* **Gegeven tekst**:
= = =
Zondag 12 maart ’23

Wie kent het niet, je hebt ‘ja’ gezegd tegen iets, iemand of jezelf en dan gaat het beginnen. Wij maken keuzes, in kleine dingen vaak, soms gaat het om grote levenskeuzes. Dieper en fundamenteler. En dan komt het. Was dit ik het wat ik wilde? Waar ben ik aan begonnen? En waar zeg ik ‘nee’ tegen? Het thema van de overdenking is ‘In de woestijn’. Wij kennen het verhaal van Jezus in de woestijn. Hij is gedoopt en wil – geheel in de traditie van Mozes en David – gaan leven als een rechtvaardige, een ‘tsaddik’. In het proces van een overtuigend ‘ja’ wordt hij overmand door twijfels. Herkenbaar? Wie kent het niet, bloot staan aan verleidingen en verzoekingen? Zo’n moment komt er, wie ben ik nu, was mijn intuïtie goed? Twijfel scheurt aan stukken, opties zijn ineens geen opties meer. Levenskeuzes en beproeving liggen dicht bij elkaar. De woestijn is een plek van herinnering aan waar je vandaan komt. In Jezus’ tijd is er de Romeinse onderdrukking, tempelelite, machtsmisbruik.

Wij zuchten ‘Is er iets veranderd?’ Hoe sterk en aantrekkelijk zijn economische macht, politieke macht en religieuze macht? Echter, er is ook de economie van het ‘genoeg’. Drie machten van buiten, vaak de ‘boze wereld’. Is de satan uit het woestijnverhaal alleen daar te vinden? Of misschien ook een macht van binnen, ben ik het nu en dan zelf? Een ieder van ons heeft twee kanten. Kracht en zwakte. Visioen en verleidingen (waarom zou je tegen al die mooie en gemakkelijk gangbare opvattingen en dingen nee moeten zeggen). Jezus bezwijkt niet voor de tweedrachtzaaier. Die wil ook ons opzoeken in onze zwakke momenten. Jezus wordt gelouterd door zijn woestijnervaring en leeft zijn leven van liefde, vrede en recht. Wij worden uitgenodigd met hem weg te trekken uit de woestijn en hem te volgen op zijn levensweg en -visie.
= = =
[Opgeslagen gegevensregels]

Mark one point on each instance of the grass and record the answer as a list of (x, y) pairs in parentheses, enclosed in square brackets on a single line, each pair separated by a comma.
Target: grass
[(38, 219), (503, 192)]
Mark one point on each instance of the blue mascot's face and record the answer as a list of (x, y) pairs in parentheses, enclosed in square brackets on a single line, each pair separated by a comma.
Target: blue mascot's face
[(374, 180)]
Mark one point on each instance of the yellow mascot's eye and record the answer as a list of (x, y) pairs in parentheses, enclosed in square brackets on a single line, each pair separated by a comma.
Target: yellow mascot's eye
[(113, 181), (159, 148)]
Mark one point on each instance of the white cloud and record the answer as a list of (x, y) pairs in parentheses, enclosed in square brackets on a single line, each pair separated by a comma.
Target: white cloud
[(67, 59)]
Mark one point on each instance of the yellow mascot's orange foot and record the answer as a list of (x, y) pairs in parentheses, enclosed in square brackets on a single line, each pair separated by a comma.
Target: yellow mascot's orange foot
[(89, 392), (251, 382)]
= = =
* **Opdracht A**: Herschrijf de alinea van de overdenking die begint met "Wij zuchten ‘Is er iets veranderd?’" beknopter als opsomming. Behoud daarbij de belangrijkste feiten.
* **Opdracht B**: Schrijf woordelijk het gedeelte van de overdenking uit dat opent met de woorden "Wij zuchten ‘Is" en sluit met "levensweg en -visie.".

* **Resultaat A**:
- Economische, politieke en religieuze macht zijn sterk en aantrekkelijk. Daartegenover staat de economie van het ‘genoeg’.
- Deze drie machten komen van buiten, vaak uit de ‘boze wereld’. De vraag is of de satan uit het woestijnverhaal ook een macht van binnen kan zijn.
- Ieder mens heeft twee kanten: kracht en zwakte, visioen en verleidingen.
- Jezus bezwijkt niet voor de tweedrachtzaaier. Die wil ook ons in onze zwakke momenten opzoeken.
- Gelouterd door zijn woestijnervaring leeft Jezus een leven van liefde, vrede en recht.
- Wij worden uitgenodigd met hem uit de woestijn weg te trekken en hem te volgen op zijn levensweg en -visie.

* **Resultaat B**:
Wij zuchten ‘Is er iets veranderd?’ Hoe sterk en aantrekkelijk zijn economische macht, politieke macht en religieuze macht? Echter, er is ook de economie van het ‘genoeg’. Drie machten van buiten, vaak de ‘boze wereld’. Is de satan uit het woestijnverhaal alleen daar te vinden? Of misschien ook een macht van binnen, ben ik het nu en dan zelf? Een ieder van ons heeft twee kanten. Kracht en zwakte. Visioen en verleidingen (waarom zou je tegen al die mooie en gemakkelijk gangbare opvattingen en dingen nee moeten zeggen). Jezus bezwijkt niet voor de tweedrachtzaaier. Die wil ook ons opzoeken in onze zwakke momenten. Jezus wordt gelouterd door zijn woestijnervaring en leeft zijn leven van liefde, vrede en recht. Wij worden uitgenodigd met hem weg te trekken uit de woestijn en hem te volgen op zijn levensweg en -visie.